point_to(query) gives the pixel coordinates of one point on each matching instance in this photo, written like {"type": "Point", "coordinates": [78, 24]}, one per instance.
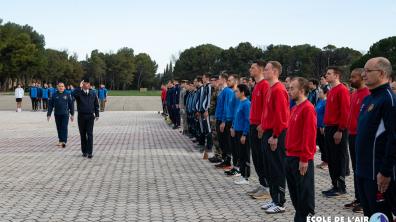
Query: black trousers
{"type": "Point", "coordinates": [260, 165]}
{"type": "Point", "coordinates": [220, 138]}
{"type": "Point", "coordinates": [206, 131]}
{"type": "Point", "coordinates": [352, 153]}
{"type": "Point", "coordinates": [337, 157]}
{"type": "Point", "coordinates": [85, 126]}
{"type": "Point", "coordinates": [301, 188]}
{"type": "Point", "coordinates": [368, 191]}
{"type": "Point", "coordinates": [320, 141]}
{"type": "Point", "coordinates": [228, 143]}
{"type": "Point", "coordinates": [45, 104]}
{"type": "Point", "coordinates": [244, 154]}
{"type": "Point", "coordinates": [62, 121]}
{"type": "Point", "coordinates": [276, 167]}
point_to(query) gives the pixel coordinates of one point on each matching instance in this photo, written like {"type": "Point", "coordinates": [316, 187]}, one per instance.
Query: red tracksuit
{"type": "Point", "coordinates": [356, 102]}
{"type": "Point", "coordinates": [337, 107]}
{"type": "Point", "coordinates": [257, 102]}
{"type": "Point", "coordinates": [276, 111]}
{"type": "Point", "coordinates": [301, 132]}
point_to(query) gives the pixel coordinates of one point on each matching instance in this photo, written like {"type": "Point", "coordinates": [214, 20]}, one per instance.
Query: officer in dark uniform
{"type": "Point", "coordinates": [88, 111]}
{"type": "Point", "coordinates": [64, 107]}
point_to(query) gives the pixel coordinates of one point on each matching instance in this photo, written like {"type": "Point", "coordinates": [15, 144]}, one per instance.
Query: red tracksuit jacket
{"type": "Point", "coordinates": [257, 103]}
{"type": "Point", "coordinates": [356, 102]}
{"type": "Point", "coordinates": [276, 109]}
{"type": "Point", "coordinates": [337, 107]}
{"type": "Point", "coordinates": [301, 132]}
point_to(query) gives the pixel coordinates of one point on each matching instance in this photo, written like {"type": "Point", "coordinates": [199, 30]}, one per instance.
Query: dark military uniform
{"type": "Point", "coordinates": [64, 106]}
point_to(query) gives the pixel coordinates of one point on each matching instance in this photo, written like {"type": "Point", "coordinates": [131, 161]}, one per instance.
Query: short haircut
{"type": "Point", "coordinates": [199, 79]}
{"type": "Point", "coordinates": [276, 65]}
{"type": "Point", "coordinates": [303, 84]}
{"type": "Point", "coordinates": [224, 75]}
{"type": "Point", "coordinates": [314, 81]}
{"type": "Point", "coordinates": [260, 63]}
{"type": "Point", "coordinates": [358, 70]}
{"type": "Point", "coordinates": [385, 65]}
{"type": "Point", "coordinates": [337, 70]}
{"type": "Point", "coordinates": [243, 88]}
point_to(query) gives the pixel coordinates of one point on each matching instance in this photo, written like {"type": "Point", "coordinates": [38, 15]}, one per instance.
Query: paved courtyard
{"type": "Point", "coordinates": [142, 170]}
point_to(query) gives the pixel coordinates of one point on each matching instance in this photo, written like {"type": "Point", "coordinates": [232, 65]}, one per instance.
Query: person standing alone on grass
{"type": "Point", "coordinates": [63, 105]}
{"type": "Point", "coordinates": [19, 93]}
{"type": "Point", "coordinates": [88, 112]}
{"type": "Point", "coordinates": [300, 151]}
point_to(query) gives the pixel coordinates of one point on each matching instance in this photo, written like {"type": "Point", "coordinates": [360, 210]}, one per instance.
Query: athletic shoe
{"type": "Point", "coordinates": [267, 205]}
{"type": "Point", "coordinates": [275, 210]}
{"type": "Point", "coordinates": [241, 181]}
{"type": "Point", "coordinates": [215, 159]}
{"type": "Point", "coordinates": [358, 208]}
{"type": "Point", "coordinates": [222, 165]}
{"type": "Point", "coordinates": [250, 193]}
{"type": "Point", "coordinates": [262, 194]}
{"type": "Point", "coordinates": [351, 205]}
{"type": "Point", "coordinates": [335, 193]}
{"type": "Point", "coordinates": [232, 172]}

____

● Required work
All of the data needs repeating exactly, but the pictures do not.

● Exercise solution
point_to(query) gives the pixel coordinates of one point on each matching instance in this photo, written like {"type": "Point", "coordinates": [78, 24]}, one per instance.
Query: black trousers
{"type": "Point", "coordinates": [260, 165]}
{"type": "Point", "coordinates": [220, 138]}
{"type": "Point", "coordinates": [206, 131]}
{"type": "Point", "coordinates": [352, 153]}
{"type": "Point", "coordinates": [337, 157]}
{"type": "Point", "coordinates": [85, 126]}
{"type": "Point", "coordinates": [301, 188]}
{"type": "Point", "coordinates": [368, 191]}
{"type": "Point", "coordinates": [320, 141]}
{"type": "Point", "coordinates": [228, 143]}
{"type": "Point", "coordinates": [45, 104]}
{"type": "Point", "coordinates": [244, 154]}
{"type": "Point", "coordinates": [62, 121]}
{"type": "Point", "coordinates": [276, 167]}
point_to(query) gives the pixel coordinates of one point on each matching instance in this photo, written like {"type": "Point", "coordinates": [316, 187]}, one per instance.
Query: red tracksuit
{"type": "Point", "coordinates": [356, 102]}
{"type": "Point", "coordinates": [337, 107]}
{"type": "Point", "coordinates": [257, 102]}
{"type": "Point", "coordinates": [276, 111]}
{"type": "Point", "coordinates": [301, 132]}
point_to(query) gives the pixel coordinates of one point on each matching instance in this photo, written like {"type": "Point", "coordinates": [214, 20]}, one per instance.
Query: officer in dark uniform
{"type": "Point", "coordinates": [88, 111]}
{"type": "Point", "coordinates": [64, 107]}
point_to(query) gives the pixel coordinates of one point on each matching instance in this photo, written like {"type": "Point", "coordinates": [15, 144]}, one per instance.
Query: red tracksuit jacket
{"type": "Point", "coordinates": [257, 103]}
{"type": "Point", "coordinates": [356, 102]}
{"type": "Point", "coordinates": [276, 109]}
{"type": "Point", "coordinates": [337, 107]}
{"type": "Point", "coordinates": [301, 132]}
point_to(query) gives the pixel coordinates of one point on each matching instance in this photo, written like {"type": "Point", "coordinates": [199, 30]}, one per instance.
Query: dark military uniform
{"type": "Point", "coordinates": [64, 106]}
point_to(query) gives the pixel coordinates of one point on each matching instance in this photo, written like {"type": "Point", "coordinates": [131, 161]}, one per instance.
Query: short haircut
{"type": "Point", "coordinates": [199, 79]}
{"type": "Point", "coordinates": [276, 65]}
{"type": "Point", "coordinates": [303, 84]}
{"type": "Point", "coordinates": [224, 75]}
{"type": "Point", "coordinates": [314, 81]}
{"type": "Point", "coordinates": [260, 63]}
{"type": "Point", "coordinates": [358, 70]}
{"type": "Point", "coordinates": [385, 65]}
{"type": "Point", "coordinates": [337, 70]}
{"type": "Point", "coordinates": [243, 88]}
point_to(query) gives the pixel coordinates of one point on each matching instance in this photo, written like {"type": "Point", "coordinates": [38, 15]}, one per instance.
Query: paved courtyard
{"type": "Point", "coordinates": [142, 170]}
point_to(query) gives the pixel coordinates of one point on each matching instance in this photo, written like {"type": "Point", "coordinates": [232, 65]}, one per instance.
Query: person standing alone on grass
{"type": "Point", "coordinates": [63, 105]}
{"type": "Point", "coordinates": [19, 93]}
{"type": "Point", "coordinates": [88, 112]}
{"type": "Point", "coordinates": [300, 151]}
point_to(query) gives the pixel coordinates of one point on each matching instance in this photo, written like {"type": "Point", "coordinates": [360, 210]}, one per instance.
Query: athletic shoe
{"type": "Point", "coordinates": [267, 205]}
{"type": "Point", "coordinates": [275, 210]}
{"type": "Point", "coordinates": [241, 181]}
{"type": "Point", "coordinates": [215, 159]}
{"type": "Point", "coordinates": [358, 208]}
{"type": "Point", "coordinates": [222, 165]}
{"type": "Point", "coordinates": [250, 193]}
{"type": "Point", "coordinates": [262, 194]}
{"type": "Point", "coordinates": [351, 205]}
{"type": "Point", "coordinates": [335, 193]}
{"type": "Point", "coordinates": [232, 172]}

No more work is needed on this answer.